**Consignes:**
- 1) Traduisez en anglais la phrase suivante du texte sur la start-up Save my Smartphone : « En à peine deux ans d’existence, Save c’était déjà 450 collaborateurs, un chiffre d’affaires de 12 millions d’euros et 2 levées de fonds de 40 millions d’euros. »
- 2) Poursuivez le texte sur la start-up Save my Smartphone en reprenant juste après sa dernière phrase.

**Texte fourni:**

####

D’une succès story tricolore au redressement judiciaire et à la revente. C’est le chemin de croix qu’a traversé Save – le sauveteur de smartphones – une start-up à la croissance digne de la Silicon Valley. Amaury Dumont, promo 2013, ex co-fondateur de Save my Smartphone, revient sur les déboires de l’hyper-croissance qui a fait le succès de Save, mais aussi son échec.
Vous vous souvenez de Save my Smartphone, la start-up qui promettait de réparer en moins de 20 minutes toutes les pannes de smartphones et tablettes iPhone et iPad compris ?
En à peine deux ans d’existence, Save c’était déjà 450 collaborateurs, un chiffre d’affaires de 12 millions d’euros et 2 levées de fonds de 40 millions d’euros.
Dans le cadre de la semaine DeVinci Startup Week, l’EMLV recevait le 8 mars 2021, Amaury Dumont, promo 2013, aujourd’hui co-fondateur de Mikunaparis. Il nous raconte les coulisses de l’hypercroissance de Save, une aventure qu’il a vécue en tant que co-fondateur de la start-up devenue scale-up.
L’intervention d’Amaury Dumont, ex-partner de Save, dans le cadre de la Devinci Startup Week
J’ai fait la rencontre d’un associé qui est devenu mon futur associé : Damien Morin, qui venait de créer quelques mois auparavant « Save my smartphone » ( Sauvez mon smartphone). Il venait de lancer la boîte en février 2013 alors qu’il était étudiant en école de commerce, il faisait de la réparation informatique pour ce qu’on appelle plus communément ses « friends & family » et il avait de plus en plus de demandes de réparation de téléphones.
Il y avait de plus en plus de demandes et petit à petit il a dérivé sur la réparation smartphones. Vu que cela a pris une certaine ampleur, il a cherché un point de vente de réparation de téléphones, une première boutique, qui était dans le 17e, très proche de la Porte Maillot.

####

**Données:**
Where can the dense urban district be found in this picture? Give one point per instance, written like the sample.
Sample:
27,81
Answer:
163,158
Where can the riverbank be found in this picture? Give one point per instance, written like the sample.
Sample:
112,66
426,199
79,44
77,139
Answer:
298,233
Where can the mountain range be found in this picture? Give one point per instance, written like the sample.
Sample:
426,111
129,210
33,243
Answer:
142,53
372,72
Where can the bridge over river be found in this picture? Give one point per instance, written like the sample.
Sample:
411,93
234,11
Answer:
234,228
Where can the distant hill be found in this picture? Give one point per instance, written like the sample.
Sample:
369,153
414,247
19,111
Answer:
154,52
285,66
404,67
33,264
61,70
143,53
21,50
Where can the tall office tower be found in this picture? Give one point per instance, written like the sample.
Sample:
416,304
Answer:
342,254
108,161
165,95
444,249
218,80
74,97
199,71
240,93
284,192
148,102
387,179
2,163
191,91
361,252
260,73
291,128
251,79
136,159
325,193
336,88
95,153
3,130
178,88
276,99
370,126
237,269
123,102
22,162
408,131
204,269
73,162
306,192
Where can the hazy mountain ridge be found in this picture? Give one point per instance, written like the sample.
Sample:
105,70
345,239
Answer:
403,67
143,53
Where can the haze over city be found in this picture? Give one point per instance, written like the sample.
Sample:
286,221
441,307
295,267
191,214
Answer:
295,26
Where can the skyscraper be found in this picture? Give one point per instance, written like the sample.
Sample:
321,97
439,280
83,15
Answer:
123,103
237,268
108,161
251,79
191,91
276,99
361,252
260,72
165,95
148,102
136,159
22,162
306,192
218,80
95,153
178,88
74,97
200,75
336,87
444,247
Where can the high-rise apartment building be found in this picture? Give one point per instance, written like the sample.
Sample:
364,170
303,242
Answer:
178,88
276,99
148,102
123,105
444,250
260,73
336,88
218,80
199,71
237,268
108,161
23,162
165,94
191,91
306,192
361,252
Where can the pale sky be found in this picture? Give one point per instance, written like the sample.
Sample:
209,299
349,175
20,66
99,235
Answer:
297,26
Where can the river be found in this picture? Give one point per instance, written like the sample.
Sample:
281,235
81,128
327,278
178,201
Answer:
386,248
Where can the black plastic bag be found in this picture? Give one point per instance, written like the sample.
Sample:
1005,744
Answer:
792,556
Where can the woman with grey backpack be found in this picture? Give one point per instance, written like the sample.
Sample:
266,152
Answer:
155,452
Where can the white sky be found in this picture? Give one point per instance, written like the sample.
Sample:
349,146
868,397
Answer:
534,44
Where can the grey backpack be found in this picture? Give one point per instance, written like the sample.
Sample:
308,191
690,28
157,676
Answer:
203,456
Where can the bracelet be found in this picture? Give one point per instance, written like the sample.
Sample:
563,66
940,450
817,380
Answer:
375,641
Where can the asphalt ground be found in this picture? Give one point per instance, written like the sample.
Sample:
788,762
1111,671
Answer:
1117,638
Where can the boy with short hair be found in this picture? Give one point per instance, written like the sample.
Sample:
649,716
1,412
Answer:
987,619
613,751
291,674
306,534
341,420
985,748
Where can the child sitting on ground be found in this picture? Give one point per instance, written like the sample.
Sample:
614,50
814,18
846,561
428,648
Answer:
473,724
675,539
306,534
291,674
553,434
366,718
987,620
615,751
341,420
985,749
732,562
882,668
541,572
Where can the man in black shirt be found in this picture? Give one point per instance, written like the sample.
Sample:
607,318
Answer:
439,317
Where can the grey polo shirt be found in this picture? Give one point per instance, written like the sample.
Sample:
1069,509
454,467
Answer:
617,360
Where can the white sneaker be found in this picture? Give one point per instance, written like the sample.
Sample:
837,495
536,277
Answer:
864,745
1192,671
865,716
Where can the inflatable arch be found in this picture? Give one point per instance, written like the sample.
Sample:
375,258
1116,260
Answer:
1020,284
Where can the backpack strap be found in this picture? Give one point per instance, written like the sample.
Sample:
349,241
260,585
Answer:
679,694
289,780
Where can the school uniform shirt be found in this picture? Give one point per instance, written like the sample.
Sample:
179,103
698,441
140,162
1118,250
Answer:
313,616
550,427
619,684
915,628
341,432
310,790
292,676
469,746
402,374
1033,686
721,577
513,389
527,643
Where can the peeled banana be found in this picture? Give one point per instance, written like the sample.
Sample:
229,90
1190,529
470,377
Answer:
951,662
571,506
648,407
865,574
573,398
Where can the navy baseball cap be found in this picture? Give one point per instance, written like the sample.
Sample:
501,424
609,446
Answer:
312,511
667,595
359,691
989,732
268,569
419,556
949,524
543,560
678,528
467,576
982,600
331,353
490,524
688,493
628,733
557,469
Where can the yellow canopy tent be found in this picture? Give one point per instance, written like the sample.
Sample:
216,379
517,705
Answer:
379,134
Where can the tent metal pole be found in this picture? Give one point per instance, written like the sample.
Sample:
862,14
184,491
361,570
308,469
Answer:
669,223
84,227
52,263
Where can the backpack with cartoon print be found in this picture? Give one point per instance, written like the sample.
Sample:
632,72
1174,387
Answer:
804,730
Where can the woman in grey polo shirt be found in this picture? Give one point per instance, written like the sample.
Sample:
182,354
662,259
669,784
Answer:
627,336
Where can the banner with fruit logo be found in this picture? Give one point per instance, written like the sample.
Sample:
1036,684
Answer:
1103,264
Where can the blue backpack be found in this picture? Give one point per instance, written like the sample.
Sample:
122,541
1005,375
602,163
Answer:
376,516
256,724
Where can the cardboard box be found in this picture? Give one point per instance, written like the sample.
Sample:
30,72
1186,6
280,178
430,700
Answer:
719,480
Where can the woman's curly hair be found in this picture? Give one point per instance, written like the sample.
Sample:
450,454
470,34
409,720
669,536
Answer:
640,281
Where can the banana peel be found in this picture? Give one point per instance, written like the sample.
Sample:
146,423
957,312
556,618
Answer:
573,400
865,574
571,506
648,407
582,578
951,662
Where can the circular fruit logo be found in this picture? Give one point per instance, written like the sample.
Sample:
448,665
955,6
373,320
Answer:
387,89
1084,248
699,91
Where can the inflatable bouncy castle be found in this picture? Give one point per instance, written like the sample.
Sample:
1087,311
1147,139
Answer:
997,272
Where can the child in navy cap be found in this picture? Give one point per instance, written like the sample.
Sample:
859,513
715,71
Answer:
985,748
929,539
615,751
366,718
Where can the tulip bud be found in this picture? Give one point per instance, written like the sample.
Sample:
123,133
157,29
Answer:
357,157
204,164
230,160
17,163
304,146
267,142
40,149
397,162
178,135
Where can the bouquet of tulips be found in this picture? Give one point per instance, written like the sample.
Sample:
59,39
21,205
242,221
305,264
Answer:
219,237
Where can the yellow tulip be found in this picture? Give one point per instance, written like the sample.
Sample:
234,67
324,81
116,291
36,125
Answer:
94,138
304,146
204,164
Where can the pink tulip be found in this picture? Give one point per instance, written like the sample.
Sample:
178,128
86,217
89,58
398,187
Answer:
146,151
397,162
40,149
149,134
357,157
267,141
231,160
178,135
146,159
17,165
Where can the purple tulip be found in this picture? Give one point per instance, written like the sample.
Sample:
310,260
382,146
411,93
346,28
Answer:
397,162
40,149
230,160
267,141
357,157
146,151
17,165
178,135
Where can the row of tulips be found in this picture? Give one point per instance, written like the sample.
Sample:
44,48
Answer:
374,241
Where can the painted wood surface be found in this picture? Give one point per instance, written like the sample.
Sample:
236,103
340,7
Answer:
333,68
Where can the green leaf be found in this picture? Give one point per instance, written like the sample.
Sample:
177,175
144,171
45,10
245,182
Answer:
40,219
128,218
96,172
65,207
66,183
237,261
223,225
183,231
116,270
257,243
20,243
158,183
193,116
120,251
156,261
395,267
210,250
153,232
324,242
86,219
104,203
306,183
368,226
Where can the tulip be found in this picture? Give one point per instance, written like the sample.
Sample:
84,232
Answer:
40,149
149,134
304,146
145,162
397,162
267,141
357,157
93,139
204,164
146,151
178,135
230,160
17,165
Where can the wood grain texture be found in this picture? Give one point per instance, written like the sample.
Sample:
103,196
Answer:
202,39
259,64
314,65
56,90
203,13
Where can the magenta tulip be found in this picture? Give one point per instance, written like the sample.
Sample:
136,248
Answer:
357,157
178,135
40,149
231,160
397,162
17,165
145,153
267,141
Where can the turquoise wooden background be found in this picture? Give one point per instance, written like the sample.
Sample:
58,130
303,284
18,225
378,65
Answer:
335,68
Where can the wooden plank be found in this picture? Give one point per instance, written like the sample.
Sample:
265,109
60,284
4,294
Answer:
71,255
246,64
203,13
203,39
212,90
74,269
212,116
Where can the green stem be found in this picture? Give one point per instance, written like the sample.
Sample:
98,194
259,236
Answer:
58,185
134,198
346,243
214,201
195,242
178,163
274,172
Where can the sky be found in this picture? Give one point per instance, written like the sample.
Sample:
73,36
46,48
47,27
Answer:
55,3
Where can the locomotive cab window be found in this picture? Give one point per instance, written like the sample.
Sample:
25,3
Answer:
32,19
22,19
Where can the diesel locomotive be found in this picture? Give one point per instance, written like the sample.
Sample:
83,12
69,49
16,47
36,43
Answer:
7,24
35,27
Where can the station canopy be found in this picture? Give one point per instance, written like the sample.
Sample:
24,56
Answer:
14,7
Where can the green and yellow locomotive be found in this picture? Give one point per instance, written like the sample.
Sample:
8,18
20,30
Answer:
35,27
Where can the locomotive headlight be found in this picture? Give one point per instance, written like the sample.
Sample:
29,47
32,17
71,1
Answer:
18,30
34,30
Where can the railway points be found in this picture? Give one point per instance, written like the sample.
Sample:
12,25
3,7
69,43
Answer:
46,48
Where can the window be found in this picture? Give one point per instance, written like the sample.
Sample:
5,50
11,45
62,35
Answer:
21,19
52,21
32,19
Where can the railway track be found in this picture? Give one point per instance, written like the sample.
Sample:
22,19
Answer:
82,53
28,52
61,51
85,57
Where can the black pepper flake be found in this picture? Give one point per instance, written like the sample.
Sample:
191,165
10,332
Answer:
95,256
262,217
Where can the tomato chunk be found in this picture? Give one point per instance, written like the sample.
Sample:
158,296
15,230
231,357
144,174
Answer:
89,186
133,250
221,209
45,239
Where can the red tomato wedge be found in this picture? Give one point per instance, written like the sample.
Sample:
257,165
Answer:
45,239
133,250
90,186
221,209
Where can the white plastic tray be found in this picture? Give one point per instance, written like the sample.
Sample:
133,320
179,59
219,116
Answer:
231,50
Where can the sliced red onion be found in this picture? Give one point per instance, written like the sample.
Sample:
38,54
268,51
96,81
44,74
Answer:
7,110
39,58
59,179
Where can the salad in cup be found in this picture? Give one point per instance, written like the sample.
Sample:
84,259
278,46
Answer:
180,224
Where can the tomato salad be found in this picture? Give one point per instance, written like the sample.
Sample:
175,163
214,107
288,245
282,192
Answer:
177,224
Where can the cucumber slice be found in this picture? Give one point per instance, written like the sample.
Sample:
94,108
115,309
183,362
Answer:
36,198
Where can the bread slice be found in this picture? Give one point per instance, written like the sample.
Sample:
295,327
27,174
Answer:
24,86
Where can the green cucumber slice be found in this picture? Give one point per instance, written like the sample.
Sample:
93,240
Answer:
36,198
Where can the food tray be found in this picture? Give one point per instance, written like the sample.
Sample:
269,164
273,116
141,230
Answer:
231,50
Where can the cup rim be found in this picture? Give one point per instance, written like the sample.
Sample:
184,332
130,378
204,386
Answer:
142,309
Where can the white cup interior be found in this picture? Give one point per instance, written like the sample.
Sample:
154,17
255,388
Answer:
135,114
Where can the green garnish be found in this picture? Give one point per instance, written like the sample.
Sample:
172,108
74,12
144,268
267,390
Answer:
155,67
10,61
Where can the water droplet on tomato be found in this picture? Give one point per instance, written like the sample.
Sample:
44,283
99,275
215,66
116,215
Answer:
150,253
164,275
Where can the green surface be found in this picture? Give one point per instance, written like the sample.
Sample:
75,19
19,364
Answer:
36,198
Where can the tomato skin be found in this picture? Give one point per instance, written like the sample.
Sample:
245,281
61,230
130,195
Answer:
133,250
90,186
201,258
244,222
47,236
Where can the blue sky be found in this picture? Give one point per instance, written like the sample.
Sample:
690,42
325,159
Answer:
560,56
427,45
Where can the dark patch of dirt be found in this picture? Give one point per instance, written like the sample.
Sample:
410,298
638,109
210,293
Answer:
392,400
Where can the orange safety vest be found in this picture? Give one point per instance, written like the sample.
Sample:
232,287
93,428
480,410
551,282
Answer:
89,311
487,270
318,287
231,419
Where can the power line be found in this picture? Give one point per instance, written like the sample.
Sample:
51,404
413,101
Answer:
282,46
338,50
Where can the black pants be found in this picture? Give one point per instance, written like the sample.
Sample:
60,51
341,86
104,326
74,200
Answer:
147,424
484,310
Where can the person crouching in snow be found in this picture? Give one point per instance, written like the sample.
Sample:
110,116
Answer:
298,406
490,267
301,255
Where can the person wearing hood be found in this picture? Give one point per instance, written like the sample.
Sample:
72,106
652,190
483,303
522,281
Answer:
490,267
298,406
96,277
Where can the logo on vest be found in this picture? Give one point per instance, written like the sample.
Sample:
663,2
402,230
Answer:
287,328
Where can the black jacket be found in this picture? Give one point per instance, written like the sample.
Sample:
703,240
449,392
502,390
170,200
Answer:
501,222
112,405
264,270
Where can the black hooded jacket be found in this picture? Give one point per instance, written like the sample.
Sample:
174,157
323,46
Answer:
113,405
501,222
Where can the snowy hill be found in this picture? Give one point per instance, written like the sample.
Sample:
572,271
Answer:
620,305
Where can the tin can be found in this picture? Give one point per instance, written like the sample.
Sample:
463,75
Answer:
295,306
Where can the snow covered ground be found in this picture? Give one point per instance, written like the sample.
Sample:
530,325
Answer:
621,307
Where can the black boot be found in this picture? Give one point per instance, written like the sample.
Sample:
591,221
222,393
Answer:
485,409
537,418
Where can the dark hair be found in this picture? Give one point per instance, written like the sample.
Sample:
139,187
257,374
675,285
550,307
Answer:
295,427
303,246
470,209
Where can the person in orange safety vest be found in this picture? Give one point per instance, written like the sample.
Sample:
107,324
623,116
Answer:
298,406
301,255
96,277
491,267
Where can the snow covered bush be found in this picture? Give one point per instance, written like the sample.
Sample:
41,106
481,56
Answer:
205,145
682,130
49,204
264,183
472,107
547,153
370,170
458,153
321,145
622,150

####

**Tâches résolues:**
- 1) In barely two years of existence, Save already had 450 employees, a turnover of 12 million euros and 2 fundraising rounds of 40 million euros.

- 2)
Nous avons lancé la première offre B2B chez Save my smartphone, parce qu’on était dans un quartier proche de La Défense, donc proche de bureaux. Nous avons eu des clients qui venaient directement dans la boutique et, au lieu de les faire venir avec une dizaine de devices dans la boutique, on se retrouvait réparer chez eux. Ils voulaient faire attention à tout ce qui est protection de données.
On a commencé par ouvrir des comptes pour Bolloré, pour Havas, pour Thales, où on réparait et on faisait la gestion de leur flotte de mobiles.
On lance le « B2B » à mon arrivée, en novembre-décembre 2013, on commence à avoir une vingtaine de comptes clients et on faisait en parallèle du B2B et du B2C .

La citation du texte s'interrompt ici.